#### [DOCUMENT TEXT]
It works fine for all the shocks together.
But when I do one shock at a time it does not work since the sum of all the contributions do not add up to the observed data (or to the result with all the shocks together).
My problem is that his code seems incomplete, since some of the variables used are defined elsewhere, and it is not completely clear to me what they refer to. Therefore, I am not sure if it is that I am filling the gaps wrongly or that there is something else wrong with my code.
Thanks,
Pablo
NB: * new url
Larry's shock decomposition
Posted:
Mon May 26, 2008 8:32 pm
by mkulish
Hi Pablo,
I tried Larry's shock decomposition and came across the same issue that the sum of the individual responses to shocks does not add up to the data.
This is what's happening, I guess. When you are doing that you are actually double counting the initial condition (or triple counting or more). In fact, you are adding the initial condition as many times as the number of shocks there are in your model.
For example, say you have Y(t) = A Y(t-1) + B e(t), where Y(t) is 2x1, and e(t) is also 2x1. Let e1(t) be the 2x1 vector that keeps the first shock and sets the other one to zero. e2(t) keeps the second shocks and sets the first to zero. Now, if you start from the initial condition Y(0), then in one case you would get for period one:
Y1(1) = A Y(0) + B e1(1), where Y1(t) is the vector that captures the simulated response to the first shock; and for the other shock you would get: Y2(1) = A Y(0) + B e2(t). Notice that if you just add the two simulated responses you would get
Y1(1) + Y2(2) = 2 A Y(0) + B e(1) and not Y(1) = A Y(0) + B e(1).
Best,
Posted:
Thu Jul 24, 2008 5:51 pm
by bigbigben
I haven't finished my exercise yet, but do you guys notice line 53. Larry actually took the inverse order not the actual order to stack the variables. I don't know what the purpose is, but it may cause some trouble.

[Location identification items]
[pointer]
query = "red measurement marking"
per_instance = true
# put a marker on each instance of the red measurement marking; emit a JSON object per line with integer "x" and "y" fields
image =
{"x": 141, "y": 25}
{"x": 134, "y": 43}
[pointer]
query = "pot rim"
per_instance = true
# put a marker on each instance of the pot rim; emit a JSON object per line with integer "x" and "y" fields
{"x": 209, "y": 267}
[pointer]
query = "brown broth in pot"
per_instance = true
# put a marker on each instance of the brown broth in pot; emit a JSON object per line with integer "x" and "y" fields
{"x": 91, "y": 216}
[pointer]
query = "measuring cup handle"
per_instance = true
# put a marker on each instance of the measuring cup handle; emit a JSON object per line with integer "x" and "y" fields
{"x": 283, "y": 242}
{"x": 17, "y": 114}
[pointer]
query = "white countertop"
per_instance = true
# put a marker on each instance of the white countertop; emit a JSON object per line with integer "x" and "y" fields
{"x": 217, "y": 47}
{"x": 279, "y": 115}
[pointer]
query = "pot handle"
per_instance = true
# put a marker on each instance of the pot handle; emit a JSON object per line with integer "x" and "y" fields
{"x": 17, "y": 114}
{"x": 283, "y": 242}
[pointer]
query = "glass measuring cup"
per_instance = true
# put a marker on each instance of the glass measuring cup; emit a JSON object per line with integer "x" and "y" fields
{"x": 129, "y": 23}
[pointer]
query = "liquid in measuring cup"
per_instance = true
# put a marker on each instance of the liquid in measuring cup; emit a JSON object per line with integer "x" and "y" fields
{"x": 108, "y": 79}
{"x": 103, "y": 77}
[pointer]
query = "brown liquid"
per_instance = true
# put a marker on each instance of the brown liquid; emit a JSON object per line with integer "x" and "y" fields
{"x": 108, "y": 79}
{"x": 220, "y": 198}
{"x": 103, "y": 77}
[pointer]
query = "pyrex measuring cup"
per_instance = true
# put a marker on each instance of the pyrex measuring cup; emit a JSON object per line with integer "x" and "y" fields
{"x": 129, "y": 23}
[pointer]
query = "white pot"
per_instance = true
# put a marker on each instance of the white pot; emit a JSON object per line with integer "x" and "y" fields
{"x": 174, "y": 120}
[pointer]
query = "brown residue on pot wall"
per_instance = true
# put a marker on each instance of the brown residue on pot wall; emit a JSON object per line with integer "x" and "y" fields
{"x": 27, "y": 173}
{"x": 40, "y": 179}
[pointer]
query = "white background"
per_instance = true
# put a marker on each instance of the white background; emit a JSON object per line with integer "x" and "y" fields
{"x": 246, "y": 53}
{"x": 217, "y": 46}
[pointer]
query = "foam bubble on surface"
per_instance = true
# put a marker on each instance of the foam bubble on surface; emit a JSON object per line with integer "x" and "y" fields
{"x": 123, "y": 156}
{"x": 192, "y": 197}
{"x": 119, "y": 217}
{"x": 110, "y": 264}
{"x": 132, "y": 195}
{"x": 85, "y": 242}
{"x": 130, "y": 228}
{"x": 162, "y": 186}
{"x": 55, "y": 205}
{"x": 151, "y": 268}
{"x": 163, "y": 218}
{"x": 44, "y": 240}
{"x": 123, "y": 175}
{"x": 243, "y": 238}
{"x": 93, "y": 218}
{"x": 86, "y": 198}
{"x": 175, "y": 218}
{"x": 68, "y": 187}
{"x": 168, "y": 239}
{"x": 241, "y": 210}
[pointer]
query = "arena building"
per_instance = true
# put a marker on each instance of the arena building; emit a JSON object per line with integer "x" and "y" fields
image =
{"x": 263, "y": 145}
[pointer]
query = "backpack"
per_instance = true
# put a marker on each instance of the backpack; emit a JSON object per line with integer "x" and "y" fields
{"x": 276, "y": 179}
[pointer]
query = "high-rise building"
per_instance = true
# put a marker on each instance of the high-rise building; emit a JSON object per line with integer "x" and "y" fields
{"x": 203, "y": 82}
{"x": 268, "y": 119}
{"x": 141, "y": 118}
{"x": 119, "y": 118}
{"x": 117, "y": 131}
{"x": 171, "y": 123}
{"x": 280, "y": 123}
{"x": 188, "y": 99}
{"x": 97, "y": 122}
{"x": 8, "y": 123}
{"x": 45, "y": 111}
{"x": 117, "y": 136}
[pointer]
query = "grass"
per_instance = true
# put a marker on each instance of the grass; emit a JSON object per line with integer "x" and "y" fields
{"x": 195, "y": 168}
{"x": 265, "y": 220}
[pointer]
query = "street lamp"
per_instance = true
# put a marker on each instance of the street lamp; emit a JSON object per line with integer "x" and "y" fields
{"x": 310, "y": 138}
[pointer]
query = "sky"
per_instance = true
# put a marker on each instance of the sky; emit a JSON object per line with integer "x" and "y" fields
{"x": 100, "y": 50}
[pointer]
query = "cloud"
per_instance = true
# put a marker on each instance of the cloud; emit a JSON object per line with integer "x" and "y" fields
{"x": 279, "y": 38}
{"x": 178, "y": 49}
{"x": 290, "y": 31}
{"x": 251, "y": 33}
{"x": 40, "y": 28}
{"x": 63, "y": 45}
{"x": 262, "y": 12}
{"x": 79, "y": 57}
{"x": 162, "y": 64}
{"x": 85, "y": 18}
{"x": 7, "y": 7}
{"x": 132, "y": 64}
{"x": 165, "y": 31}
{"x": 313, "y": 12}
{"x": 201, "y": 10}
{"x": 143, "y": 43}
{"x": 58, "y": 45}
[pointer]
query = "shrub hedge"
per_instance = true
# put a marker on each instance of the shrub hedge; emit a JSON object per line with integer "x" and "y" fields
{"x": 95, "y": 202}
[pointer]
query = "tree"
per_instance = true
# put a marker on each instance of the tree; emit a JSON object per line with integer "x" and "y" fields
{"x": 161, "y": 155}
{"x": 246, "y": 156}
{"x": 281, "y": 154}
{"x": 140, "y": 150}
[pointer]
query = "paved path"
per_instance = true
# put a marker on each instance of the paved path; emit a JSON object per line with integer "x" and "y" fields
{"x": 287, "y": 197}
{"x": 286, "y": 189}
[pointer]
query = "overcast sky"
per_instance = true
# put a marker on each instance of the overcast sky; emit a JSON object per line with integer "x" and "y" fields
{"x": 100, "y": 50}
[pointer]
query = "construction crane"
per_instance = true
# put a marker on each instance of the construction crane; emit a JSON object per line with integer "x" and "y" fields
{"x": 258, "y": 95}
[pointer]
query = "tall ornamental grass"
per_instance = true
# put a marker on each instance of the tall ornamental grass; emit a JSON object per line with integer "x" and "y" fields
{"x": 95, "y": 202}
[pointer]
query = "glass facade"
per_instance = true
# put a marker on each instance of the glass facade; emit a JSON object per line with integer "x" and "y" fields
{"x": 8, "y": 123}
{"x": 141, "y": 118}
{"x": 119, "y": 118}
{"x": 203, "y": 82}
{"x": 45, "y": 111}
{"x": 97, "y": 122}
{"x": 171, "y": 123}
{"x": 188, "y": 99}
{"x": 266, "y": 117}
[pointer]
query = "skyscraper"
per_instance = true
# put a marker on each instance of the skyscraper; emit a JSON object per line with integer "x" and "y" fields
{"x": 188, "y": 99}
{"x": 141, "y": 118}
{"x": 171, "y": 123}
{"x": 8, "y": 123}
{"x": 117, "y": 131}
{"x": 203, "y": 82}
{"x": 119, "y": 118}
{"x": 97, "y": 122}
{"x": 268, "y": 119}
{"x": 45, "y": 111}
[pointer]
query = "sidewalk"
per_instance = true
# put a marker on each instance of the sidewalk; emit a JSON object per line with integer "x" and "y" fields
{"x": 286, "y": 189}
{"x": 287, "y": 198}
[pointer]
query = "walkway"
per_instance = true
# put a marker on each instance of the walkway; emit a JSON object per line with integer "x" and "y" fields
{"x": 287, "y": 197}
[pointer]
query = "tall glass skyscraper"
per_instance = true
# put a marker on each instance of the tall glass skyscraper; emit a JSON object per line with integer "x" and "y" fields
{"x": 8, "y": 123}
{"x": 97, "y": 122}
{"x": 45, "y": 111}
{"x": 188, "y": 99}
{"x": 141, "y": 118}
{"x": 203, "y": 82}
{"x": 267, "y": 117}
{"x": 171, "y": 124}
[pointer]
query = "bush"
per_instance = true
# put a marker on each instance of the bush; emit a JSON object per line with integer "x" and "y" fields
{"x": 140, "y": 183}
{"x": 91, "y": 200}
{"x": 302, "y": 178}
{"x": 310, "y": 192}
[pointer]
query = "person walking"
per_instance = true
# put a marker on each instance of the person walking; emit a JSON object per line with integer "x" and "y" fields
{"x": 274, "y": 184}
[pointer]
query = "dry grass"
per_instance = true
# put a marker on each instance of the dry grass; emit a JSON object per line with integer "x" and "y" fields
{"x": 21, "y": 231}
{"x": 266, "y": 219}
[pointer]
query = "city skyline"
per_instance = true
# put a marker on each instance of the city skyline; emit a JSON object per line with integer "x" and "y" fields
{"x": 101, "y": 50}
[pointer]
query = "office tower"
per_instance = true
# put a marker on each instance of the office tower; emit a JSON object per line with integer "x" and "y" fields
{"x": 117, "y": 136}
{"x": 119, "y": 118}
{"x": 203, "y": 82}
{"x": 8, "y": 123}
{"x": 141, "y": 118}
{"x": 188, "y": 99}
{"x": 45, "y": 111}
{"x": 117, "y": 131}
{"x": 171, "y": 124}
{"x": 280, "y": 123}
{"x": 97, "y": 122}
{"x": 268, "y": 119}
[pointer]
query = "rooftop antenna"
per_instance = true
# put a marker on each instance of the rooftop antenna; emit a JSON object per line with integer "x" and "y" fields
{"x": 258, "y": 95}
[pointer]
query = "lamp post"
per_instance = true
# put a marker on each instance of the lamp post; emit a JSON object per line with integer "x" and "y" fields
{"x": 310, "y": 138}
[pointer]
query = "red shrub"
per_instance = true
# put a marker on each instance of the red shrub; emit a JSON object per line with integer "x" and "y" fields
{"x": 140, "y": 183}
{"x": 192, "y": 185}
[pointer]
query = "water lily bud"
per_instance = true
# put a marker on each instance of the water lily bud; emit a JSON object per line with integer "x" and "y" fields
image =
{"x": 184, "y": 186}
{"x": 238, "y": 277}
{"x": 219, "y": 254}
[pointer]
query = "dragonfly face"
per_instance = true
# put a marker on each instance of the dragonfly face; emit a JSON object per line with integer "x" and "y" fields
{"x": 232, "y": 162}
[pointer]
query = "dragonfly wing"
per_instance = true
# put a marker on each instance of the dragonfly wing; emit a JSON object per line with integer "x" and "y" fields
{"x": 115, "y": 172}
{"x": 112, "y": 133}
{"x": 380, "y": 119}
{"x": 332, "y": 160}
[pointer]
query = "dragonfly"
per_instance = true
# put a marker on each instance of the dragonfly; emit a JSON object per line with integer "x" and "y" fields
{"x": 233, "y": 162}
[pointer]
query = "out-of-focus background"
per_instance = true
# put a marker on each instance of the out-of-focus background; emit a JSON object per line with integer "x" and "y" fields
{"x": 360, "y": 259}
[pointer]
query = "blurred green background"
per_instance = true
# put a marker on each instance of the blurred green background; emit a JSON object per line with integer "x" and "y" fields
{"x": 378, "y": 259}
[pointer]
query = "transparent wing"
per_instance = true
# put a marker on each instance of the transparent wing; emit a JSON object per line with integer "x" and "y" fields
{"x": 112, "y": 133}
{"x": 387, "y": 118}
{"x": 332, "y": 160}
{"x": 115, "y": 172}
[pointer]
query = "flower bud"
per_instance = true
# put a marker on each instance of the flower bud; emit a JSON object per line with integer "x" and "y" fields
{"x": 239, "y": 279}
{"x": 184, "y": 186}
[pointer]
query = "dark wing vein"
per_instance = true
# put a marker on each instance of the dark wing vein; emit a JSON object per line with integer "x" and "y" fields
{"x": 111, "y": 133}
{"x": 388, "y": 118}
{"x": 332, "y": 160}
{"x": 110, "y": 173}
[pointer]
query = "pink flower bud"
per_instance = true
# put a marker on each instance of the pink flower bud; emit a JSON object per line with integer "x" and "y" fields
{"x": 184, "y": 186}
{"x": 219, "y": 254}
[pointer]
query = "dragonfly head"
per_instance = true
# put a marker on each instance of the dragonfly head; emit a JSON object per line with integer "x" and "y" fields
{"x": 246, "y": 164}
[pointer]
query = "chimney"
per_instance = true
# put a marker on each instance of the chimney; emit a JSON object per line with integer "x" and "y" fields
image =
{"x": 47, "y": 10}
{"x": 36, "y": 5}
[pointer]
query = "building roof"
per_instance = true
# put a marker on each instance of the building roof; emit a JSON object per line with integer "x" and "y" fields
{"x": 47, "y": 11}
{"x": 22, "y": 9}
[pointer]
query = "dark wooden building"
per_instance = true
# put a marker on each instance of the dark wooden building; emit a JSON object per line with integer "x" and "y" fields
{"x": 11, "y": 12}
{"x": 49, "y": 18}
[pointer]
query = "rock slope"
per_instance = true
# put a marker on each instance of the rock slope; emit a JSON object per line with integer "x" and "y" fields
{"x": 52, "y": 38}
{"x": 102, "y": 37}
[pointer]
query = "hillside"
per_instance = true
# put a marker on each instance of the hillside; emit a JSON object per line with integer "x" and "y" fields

#### [EXERCISE DESCRIPTION]
Continue the forum thread on shock decomposition, starting right after its final post.

#### [ANSWER TO THE TASK]
Historical and Finite Horizon Forecast Error Decompostion
Posted:
Mon Aug 18, 2008 10:47 pm
by bigbigben
I always ask questions on this forum. Here is some tiny contributions from me. I wrote a code to do the historical decomposition introduced by Larry, the main body of the code is composed by him, but I make some modification to add flexibilities. Another is from myself to do the finite horizon forecast error decompostion.
Please see the attachment and let me know if you find errors in them.
Posted:
Tue Aug 19, 2008 12:37 pm
by bigbigben
[quote]My problem is that his code seems incomplete, since some of the variables used are defined elsewhere, and it is not completely clear to me what they refer to. Therefore, I am not sure if it is that I am filling the gaps wrongly or that there is something else wrong with my code.
Although his code is not a standalone executable file. The core is how to extract shock series and impute them to simulate data. For the underlying model, I guess it is the model used in his co-authored paper with Motto, Illut and Rastagno. The one with financial frictions.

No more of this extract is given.